Present every line of the data below as a numbered list, leaving out any blank lines.

▶ _Records for this exercise_:
——
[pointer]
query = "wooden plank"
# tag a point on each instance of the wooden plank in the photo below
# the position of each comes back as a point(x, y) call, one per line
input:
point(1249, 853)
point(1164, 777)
——
▶ _Answer below_:
1. [pointer]
2. query = "wooden plank"
3. # tag a point on each instance of the wooden plank in the photo below
4. # the position of each comes back as a point(x, y) call, one per line
5. input:
6. point(1249, 853)
7. point(1164, 777)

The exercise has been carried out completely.